About this task
Write out all of the entries that follow, word for word, but skip the pictures.

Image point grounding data
- - - - - - -

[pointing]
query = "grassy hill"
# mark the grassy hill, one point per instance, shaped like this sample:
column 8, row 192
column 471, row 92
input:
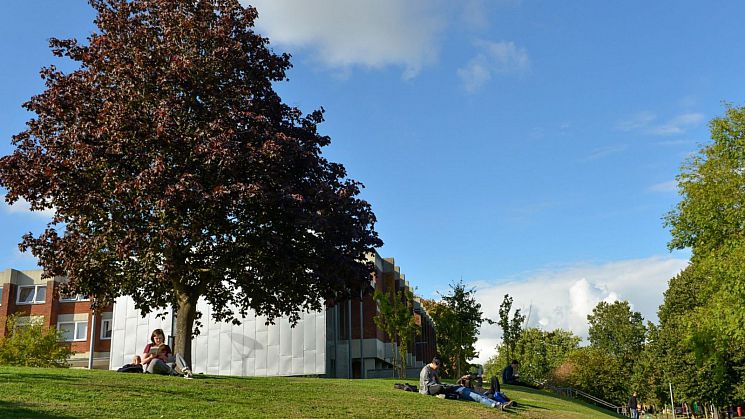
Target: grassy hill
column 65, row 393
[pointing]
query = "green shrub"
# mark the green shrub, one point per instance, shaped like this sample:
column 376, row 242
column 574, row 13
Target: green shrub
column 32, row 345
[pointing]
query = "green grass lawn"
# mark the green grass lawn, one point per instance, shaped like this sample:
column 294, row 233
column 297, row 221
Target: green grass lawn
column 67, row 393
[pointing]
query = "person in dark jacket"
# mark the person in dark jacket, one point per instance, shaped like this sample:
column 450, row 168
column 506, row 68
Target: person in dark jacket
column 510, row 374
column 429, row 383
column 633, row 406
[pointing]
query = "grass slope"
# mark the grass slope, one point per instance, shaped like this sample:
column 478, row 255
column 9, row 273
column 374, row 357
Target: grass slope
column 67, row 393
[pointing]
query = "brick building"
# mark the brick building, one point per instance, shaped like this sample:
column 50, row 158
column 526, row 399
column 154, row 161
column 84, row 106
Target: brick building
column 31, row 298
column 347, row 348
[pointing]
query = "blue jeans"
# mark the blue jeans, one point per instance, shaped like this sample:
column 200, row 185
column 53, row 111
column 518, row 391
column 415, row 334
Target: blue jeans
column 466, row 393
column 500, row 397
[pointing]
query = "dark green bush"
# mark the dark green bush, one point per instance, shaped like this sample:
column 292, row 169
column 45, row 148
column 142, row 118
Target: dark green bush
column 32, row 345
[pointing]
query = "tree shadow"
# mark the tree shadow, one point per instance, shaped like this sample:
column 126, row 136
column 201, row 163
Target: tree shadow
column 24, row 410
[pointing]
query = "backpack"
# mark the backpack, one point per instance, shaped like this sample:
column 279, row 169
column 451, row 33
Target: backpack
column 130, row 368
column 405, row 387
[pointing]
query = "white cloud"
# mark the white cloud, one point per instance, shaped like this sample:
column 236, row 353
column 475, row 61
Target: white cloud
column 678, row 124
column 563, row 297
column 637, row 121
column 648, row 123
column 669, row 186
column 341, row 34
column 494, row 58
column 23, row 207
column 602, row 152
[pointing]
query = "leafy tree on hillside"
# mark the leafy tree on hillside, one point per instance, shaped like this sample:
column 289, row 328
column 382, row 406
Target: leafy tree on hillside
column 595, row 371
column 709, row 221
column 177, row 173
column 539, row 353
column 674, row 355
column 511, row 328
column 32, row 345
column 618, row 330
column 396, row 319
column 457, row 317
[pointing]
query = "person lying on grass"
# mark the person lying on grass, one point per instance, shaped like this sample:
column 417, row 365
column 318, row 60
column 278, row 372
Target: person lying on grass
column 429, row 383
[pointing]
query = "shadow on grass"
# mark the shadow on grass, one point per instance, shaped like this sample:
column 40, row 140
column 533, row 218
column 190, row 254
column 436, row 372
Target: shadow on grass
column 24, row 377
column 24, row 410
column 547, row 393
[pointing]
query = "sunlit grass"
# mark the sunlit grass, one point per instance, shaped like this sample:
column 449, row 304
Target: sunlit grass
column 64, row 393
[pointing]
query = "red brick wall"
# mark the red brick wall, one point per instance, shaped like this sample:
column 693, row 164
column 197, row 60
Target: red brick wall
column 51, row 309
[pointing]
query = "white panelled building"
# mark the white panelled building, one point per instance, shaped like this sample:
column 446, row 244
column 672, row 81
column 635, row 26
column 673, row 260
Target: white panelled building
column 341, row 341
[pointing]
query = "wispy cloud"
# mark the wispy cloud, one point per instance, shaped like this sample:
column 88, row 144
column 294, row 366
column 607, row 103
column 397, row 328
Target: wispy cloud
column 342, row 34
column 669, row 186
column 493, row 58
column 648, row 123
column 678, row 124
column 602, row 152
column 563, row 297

- - - - - - -

Exercise output
[pointing]
query = "grassy hill"
# mark the grassy hill, one point per instance, shaped like this sample:
column 8, row 192
column 471, row 92
input:
Target: grassy hill
column 65, row 393
[pointing]
query = "green shrub"
# mark the green shrub, one point per instance, shaped like this sample:
column 376, row 242
column 574, row 13
Target: green shrub
column 32, row 345
[pointing]
query = "green grass lawn"
# mark the green grass lawn, one point per instance, shaped like this sample:
column 294, row 233
column 297, row 221
Target: green grass lawn
column 67, row 393
[pointing]
query = "person in dark jacket"
# mark the person in dark jacket, one point per instance, shaped like this sample:
column 450, row 168
column 506, row 68
Target: person in dark jacket
column 510, row 374
column 429, row 383
column 633, row 406
[pointing]
query = "grass slope"
# mark the grass slope, one point per instance, shaped like this sample:
column 478, row 255
column 9, row 273
column 374, row 357
Target: grass slope
column 67, row 393
[pointing]
query = "brick building"
# mark the brick building, one point per instance, shaped like this sample:
column 50, row 158
column 526, row 399
column 154, row 161
column 84, row 106
Target: brick building
column 31, row 298
column 347, row 348
[pointing]
query = "blue jeans"
# mark the blue jeans, one point per instance, shaped like this sample:
column 200, row 185
column 53, row 111
column 518, row 391
column 415, row 334
Target: blue jeans
column 466, row 393
column 500, row 397
[pointing]
query = "dark green bush"
# mark the dark green bush, one point per instance, shaped like this sample:
column 292, row 169
column 45, row 148
column 142, row 118
Target: dark green bush
column 32, row 345
[pointing]
query = "tree shadow"
# mark the tree shadow, one point per instance, shaped like this sample:
column 126, row 136
column 201, row 163
Target: tree shadow
column 24, row 410
[pointing]
query = "backpack"
# mark the backpack, one point per instance, shaped like this sample:
column 279, row 169
column 451, row 33
Target: backpack
column 130, row 368
column 405, row 387
[pointing]
query = "white cloud"
# mark the white cloud, one point per instance, shaped like this sample:
column 236, row 353
column 475, row 61
Target: white cloud
column 678, row 124
column 563, row 297
column 637, row 121
column 648, row 123
column 669, row 186
column 341, row 34
column 494, row 58
column 23, row 207
column 602, row 152
[pointing]
query = "leafy tree on hillside"
# mark the leafy tree on hillside, one point per instance, shaped like this sample:
column 289, row 328
column 382, row 406
Target: leafy tree on hillside
column 595, row 371
column 709, row 221
column 177, row 173
column 539, row 353
column 674, row 355
column 511, row 328
column 32, row 345
column 618, row 330
column 396, row 319
column 457, row 317
[pointing]
query = "person lying on grass"
# mark the person lying on grass, one point per instance, shaped like this sample:
column 417, row 365
column 318, row 60
column 278, row 372
Target: person lying on grass
column 429, row 383
[pointing]
query = "shadow on grass"
# mark the shadow on grass, one point per instance, shaped like this sample:
column 40, row 140
column 533, row 218
column 190, row 254
column 436, row 372
Target: shadow on grass
column 24, row 377
column 24, row 410
column 547, row 393
[pointing]
query = "sunlit grass"
# mark the sunlit grass, one point per instance, shaped like this sample:
column 449, row 304
Target: sunlit grass
column 64, row 393
[pointing]
query = "red brick wall"
# mark the red brick wall, one point per instance, shaped like this sample:
column 693, row 164
column 197, row 60
Target: red brick wall
column 51, row 309
[pointing]
query = "white panelled building"
# mark the white panelled building, one point per instance, shaped like this sample:
column 446, row 244
column 672, row 81
column 635, row 26
column 673, row 260
Target: white panelled building
column 341, row 341
[pointing]
query = "wispy cloud"
# mark the wispy cloud, one point per instance, shaped like this sample:
column 88, row 144
column 294, row 366
column 607, row 103
column 397, row 328
Target: wispy cloud
column 342, row 34
column 669, row 186
column 493, row 58
column 648, row 123
column 678, row 124
column 602, row 152
column 563, row 297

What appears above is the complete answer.